BEGIN SUPPLIED INFORMATION
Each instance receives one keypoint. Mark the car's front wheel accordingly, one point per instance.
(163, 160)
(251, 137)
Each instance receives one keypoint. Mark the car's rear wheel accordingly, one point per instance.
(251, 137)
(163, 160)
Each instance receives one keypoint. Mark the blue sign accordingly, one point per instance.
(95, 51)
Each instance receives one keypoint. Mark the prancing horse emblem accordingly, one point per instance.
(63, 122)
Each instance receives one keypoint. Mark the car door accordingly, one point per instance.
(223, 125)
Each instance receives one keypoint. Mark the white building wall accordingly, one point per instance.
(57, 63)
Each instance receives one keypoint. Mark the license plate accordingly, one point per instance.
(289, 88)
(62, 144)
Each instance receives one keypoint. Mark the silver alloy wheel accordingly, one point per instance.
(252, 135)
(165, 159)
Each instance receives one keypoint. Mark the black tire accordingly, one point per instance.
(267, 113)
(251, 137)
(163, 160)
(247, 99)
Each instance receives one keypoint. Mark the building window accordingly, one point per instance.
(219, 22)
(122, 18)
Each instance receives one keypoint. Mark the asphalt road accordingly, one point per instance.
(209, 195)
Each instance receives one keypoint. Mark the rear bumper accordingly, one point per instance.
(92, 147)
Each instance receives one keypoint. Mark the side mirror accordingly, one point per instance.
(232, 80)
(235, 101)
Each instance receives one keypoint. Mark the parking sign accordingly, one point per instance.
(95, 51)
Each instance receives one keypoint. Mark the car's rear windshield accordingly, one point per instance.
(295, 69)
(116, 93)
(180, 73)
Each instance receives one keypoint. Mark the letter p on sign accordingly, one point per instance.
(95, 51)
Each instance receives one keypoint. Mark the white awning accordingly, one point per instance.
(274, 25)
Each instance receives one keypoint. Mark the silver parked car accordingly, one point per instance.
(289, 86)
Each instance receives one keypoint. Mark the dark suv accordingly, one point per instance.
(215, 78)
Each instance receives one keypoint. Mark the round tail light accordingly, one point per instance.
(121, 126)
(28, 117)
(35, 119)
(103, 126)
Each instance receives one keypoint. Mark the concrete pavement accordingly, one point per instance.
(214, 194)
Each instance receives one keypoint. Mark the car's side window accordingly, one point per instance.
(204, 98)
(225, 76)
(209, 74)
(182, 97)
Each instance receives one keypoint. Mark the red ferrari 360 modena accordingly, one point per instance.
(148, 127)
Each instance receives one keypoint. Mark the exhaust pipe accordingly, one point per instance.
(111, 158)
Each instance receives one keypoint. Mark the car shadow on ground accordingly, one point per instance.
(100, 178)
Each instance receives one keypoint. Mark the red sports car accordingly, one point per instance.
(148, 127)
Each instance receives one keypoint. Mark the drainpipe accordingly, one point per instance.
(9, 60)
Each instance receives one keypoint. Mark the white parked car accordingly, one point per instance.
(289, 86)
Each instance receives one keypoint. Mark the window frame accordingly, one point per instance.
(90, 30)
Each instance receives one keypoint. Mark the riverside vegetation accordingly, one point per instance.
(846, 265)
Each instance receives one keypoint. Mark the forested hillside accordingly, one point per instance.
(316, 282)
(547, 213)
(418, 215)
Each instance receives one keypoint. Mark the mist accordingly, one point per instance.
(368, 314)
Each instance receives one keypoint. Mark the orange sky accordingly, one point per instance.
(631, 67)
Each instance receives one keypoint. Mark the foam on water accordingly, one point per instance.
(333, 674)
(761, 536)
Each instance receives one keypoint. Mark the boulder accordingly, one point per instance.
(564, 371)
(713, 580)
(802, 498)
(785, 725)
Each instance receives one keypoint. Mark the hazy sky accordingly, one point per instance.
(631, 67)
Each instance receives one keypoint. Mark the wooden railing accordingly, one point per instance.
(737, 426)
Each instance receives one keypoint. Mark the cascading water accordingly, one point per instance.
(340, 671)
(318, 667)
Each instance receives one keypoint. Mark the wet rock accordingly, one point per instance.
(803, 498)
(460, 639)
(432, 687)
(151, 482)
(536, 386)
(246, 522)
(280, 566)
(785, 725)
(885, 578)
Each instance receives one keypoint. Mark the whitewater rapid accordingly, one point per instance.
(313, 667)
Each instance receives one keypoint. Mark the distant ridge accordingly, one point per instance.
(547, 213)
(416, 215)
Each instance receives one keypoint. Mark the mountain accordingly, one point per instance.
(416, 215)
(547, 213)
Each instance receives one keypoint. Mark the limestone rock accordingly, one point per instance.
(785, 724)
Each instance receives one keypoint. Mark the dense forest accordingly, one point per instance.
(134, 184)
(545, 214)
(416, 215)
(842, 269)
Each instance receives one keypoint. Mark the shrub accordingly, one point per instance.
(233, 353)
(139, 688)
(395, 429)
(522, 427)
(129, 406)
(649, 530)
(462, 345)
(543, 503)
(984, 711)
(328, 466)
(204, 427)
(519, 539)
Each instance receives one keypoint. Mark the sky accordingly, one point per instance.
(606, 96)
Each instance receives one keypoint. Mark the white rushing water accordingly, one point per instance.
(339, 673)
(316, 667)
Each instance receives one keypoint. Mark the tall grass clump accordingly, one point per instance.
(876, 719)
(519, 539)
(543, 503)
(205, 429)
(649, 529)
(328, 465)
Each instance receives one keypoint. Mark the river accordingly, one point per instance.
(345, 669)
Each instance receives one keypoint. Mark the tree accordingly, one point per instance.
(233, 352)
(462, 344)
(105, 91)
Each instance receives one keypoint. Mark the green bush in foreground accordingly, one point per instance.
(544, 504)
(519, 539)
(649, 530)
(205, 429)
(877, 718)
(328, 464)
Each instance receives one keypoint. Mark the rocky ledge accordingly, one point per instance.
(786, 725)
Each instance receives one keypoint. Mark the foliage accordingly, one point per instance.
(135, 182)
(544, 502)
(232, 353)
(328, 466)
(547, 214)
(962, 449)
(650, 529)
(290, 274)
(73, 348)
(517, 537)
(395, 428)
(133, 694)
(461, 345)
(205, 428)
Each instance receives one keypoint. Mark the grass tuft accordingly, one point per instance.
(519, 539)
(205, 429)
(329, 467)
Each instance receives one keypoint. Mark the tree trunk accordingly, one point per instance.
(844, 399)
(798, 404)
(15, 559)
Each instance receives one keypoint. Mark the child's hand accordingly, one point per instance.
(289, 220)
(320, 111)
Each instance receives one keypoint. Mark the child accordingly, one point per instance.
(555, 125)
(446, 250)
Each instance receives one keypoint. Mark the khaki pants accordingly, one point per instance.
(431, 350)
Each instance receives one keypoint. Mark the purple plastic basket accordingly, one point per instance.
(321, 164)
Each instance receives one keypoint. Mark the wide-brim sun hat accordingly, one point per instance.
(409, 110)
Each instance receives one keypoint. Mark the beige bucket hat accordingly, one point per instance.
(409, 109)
END SUPPLIED INFORMATION
Extract the complete listing verbatim.

Each instance receives one keypoint. Mark the car's front wheel accordingly, one point per instance.
(163, 160)
(251, 137)
Each instance receives one keypoint. Mark the car's rear wheel accordingly, one point per instance.
(251, 137)
(163, 160)
Each instance receives one keypoint. Mark the blue sign accordingly, one point per instance.
(95, 51)
Each instance receives one keypoint. Mark the prancing horse emblem accordingly, one point per instance.
(63, 122)
Each instance receives one keypoint. Mark the car door accordingly, one point per instance.
(223, 125)
Each instance receives one keypoint. Mark the white building wall accordingly, one point per instance.
(57, 63)
Each instance receives one keypoint. Mark the license plate accordingly, one point per instance.
(289, 88)
(62, 144)
Each instance receives one keypoint. Mark the silver alloy wheel accordingly, one point per instance.
(252, 135)
(165, 159)
Each instance receives one keypoint. Mark the black tire accordingly, one point per instance.
(267, 113)
(251, 137)
(163, 160)
(247, 99)
Each instance receives one keypoint. Mark the building window accordingly, one point per instance.
(219, 22)
(122, 18)
Each instance receives one keypoint. Mark the asphalt road accordingly, one point per instance.
(209, 195)
Each instance receives one keypoint. Mark the rear bumper accordingly, one point per instance.
(92, 147)
Each instance receives one keypoint. Mark the side mirror accordingly, one point per instance.
(232, 80)
(235, 101)
Each instance receives one keypoint. Mark the parking sign accordingly, one point per instance.
(95, 51)
Each instance receives one keypoint. Mark the car's rear windshield accordingly, one point per instance.
(295, 69)
(116, 93)
(180, 73)
Each instance receives one keypoint. Mark the letter p on sign accordingly, one point per instance.
(95, 51)
Each instance receives one keypoint. Mark the white awning accordingly, one point per instance.
(274, 25)
Each instance receives one keypoint. Mark the silver parked car accordingly, one point per instance.
(289, 86)
Each instance receives one keypoint. Mark the dark suv accordingly, one point per instance.
(215, 78)
Each instance receives one keypoint. Mark the round tail light accordingly, one point per instance.
(121, 126)
(28, 117)
(35, 119)
(103, 126)
Each instance receives one keypoint. Mark the concrete pavement accordingly, one point per instance.
(214, 194)
Each instance receives one keypoint. Mark the car's side window accordingly, one point per instance.
(204, 98)
(225, 76)
(209, 74)
(182, 97)
Each instance receives one keypoint. Mark the red ferrari 360 modena accordingly, one point per instance.
(148, 127)
Each instance receives one keypoint. Mark the exhaust pipe accordingly, one point per instance.
(111, 158)
Each instance receives one keypoint. Mark the car shadow on ground accordingly, one point per instance.
(100, 178)
Each instance receives one keypoint. Mark the red sports car accordingly, one point per instance.
(148, 127)
Each instance receives one keypoint. Mark the drainpipe accordingly, one point per instance.
(9, 60)
Each instance receives one keypoint. Mark the white parked car accordingly, one point per instance.
(289, 86)
Each instance receives one keypoint. Mark the window frame accordingly, one point per instance.
(90, 30)
Each instance receives one keypoint. Mark the riverside vegetation accordingly, one point per instance.
(846, 265)
Each instance receives one keypoint. Mark the forested hillside accordingly, one point per instance.
(316, 282)
(547, 213)
(418, 215)
Each instance receives one keypoint. Mark the mist accordingly, one point per instance.
(368, 314)
Each instance receives one keypoint. Mark the orange sky accordingly, one point per instance.
(631, 67)
Each instance receives one keypoint. Mark the foam on water accordingly, one point per instance.
(333, 674)
(761, 536)
Each instance receives one keypoint. Mark the boulder accordingly, one point per instance.
(564, 371)
(713, 580)
(802, 498)
(785, 725)
Each instance receives one keypoint. Mark the hazy sky accordingly, one point per instance.
(631, 67)
Each instance receives one keypoint. Mark the wooden railing accordingly, one point per instance.
(737, 426)
Each instance receives one keypoint. Mark the cascading water accordingly, one point per instance.
(340, 671)
(318, 667)
Each instance receives one keypoint. Mark the wet rock accordingly, one point per instance.
(803, 498)
(460, 639)
(432, 687)
(151, 482)
(536, 386)
(246, 522)
(280, 566)
(785, 725)
(885, 578)
Each instance receives one keypoint. Mark the whitewater rapid accordingly, one point per instance.
(313, 667)
Each instance receives one keypoint. Mark the distant ridge accordingly, one point per instance.
(547, 213)
(416, 215)
Each instance receives one keypoint. Mark the mountain accordingly, one point per instance.
(416, 215)
(547, 213)
Each instance receives one keypoint. Mark the limestone rock accordingly, one point per instance.
(785, 724)
Each instance receives one keypoint. Mark the dense forest accordingly, one point per instance.
(134, 184)
(545, 214)
(416, 215)
(842, 269)
Each instance receives one keypoint. Mark the shrub accordingly, one point per instance.
(233, 353)
(139, 688)
(395, 429)
(522, 427)
(129, 406)
(649, 530)
(462, 345)
(543, 503)
(984, 711)
(328, 466)
(204, 427)
(519, 539)
Each instance receives one keypoint. Mark the sky accordingly, one point per instance.
(606, 96)
Each instance receives one keypoint. Mark the white rushing water accordingly, one point per instance.
(339, 673)
(316, 667)
Each instance receives one keypoint. Mark the tall grass clump accordingly, one point per instance.
(876, 719)
(519, 539)
(543, 503)
(205, 429)
(649, 529)
(328, 465)
Each instance receives one keypoint. Mark the river accordingly, one point per instance.
(345, 669)
Each instance receives one keypoint. Mark the tree accordingly, one point per instance.
(233, 352)
(462, 344)
(105, 91)
Each instance receives one keypoint. Mark the green bush in foreground accordingly, one point per instance.
(544, 504)
(519, 539)
(649, 530)
(205, 429)
(877, 718)
(328, 464)
Each instance receives one keypoint. Mark the rocky ledge accordingly, one point per instance.
(786, 725)
Each instance receives one keypoint. Mark the foliage accordingly, one point per instance.
(135, 182)
(544, 502)
(232, 353)
(328, 466)
(547, 214)
(962, 449)
(650, 529)
(290, 274)
(73, 348)
(517, 537)
(395, 428)
(133, 694)
(461, 345)
(205, 428)
Each instance receives one keypoint. Mark the grass tuft accordingly, one point per instance.
(519, 539)
(205, 429)
(329, 467)
Each instance receives one keypoint. Mark the tree trunk accordingly, one point per instance.
(844, 399)
(798, 404)
(15, 559)
Each instance receives one keypoint. Mark the child's hand accordingly, one point per instance.
(289, 220)
(320, 111)
Each instance receives one keypoint. Mark the child accordingly, one point per instance.
(555, 125)
(446, 250)
Each instance receives one keypoint. Mark the khaki pants accordingly, one point per instance.
(431, 350)
Each instance receives one keypoint. Mark the purple plastic basket accordingly, one point per instance.
(321, 164)
Each instance receives one keypoint. Mark the wide-brim sun hat accordingly, one point per instance.
(409, 110)
Each instance receives one keypoint. Mark the beige bucket hat accordingly, one point per instance.
(409, 109)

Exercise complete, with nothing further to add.